◆ PAGE EXTRACT ◆
NE: We got dragged into this in the early '80s by a guy named Luther Sunderland, who's now dead. He was an engineer for General Electric, did a lot of the engineering for the B-1 bombers. The guy was not dumb. But he was the leading creationist on the East Coast. I didn't know that when he came to me representing himself as a consultant for the New York State Board of Regents, who are the people who oversee the curriculum for high schools. When I got the typescript back he had me responding to, "So you don't mind seeing Creationism taught side by side with evolution in the public schools," saying, "No, I think it's good." What I really said was that I don't mind a science teacher starting off by saying there are other explanations for this, but they're mostly in religious traditions, not in the scientific tradition.

◆ SOURCE MATERIAL ◆
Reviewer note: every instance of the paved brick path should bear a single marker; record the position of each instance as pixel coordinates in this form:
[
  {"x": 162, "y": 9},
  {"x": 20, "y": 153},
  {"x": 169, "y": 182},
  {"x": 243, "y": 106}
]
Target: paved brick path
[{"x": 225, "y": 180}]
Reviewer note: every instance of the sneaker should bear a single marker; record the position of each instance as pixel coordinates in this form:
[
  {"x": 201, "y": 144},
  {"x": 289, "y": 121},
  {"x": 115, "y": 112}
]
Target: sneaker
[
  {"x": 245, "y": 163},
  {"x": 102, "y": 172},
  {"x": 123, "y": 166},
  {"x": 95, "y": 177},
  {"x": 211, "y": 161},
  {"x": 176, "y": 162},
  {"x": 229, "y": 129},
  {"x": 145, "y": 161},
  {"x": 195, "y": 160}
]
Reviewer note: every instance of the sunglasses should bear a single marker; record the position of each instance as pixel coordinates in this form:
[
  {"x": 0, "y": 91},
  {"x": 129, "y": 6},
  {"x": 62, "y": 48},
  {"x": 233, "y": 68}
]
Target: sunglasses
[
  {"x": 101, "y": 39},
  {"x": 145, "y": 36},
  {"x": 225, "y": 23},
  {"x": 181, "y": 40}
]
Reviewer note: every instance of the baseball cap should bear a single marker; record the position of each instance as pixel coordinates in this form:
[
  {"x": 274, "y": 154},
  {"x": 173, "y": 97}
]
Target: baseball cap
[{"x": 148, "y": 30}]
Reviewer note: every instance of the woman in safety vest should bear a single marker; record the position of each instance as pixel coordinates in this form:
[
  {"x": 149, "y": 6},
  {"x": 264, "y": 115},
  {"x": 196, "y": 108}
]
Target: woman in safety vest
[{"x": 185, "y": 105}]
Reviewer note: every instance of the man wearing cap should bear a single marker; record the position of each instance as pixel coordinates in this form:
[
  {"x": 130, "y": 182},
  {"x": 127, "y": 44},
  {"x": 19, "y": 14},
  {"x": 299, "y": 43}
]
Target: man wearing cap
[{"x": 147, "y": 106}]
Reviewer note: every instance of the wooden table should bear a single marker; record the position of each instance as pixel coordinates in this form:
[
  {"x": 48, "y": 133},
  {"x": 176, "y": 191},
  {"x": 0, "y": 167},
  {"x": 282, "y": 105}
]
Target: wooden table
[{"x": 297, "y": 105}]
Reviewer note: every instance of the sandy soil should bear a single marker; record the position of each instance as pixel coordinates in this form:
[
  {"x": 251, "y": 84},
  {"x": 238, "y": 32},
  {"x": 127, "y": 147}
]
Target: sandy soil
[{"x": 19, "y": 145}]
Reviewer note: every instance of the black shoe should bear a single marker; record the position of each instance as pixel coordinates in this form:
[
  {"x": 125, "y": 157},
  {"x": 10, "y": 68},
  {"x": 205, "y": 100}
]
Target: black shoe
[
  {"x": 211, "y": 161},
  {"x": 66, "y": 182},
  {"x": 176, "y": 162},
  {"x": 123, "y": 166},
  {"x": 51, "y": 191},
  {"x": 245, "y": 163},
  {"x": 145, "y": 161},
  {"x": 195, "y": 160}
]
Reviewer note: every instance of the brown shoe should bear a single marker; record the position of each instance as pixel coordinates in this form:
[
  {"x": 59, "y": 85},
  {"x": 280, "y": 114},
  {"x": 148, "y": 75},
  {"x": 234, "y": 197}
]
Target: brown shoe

◆ USING THE INFORMATION ◆
1. Answer these questions using the interview excerpt above.
(a) Which company employed Luther Sunderland as an engineer?
(b) For whom did Sunderland claim to be a consultant when he approached the speaker?
(c) According to the speaker, where do the other explanations mostly come from?
2. From the interview excerpt above, list every statement the speaker makes about Luther Sunderland's life, work, or character before mentioning the typescript.

◆ SOLUTIONS IN ORDER ◆
1.
(a) General Electric.
(b) The New York State Board of Regents.
(c) Mostly from religious traditions, not the scientific tradition.

2.
- He is now dead.
- He was an engineer for General Electric.
- He did a lot of the engineering for the B-1 bombers.
- He was not dumb.
- He was the leading creationist on the East Coast.
- He came to the speaker representing himself as a consultant for the New York State Board of Regents.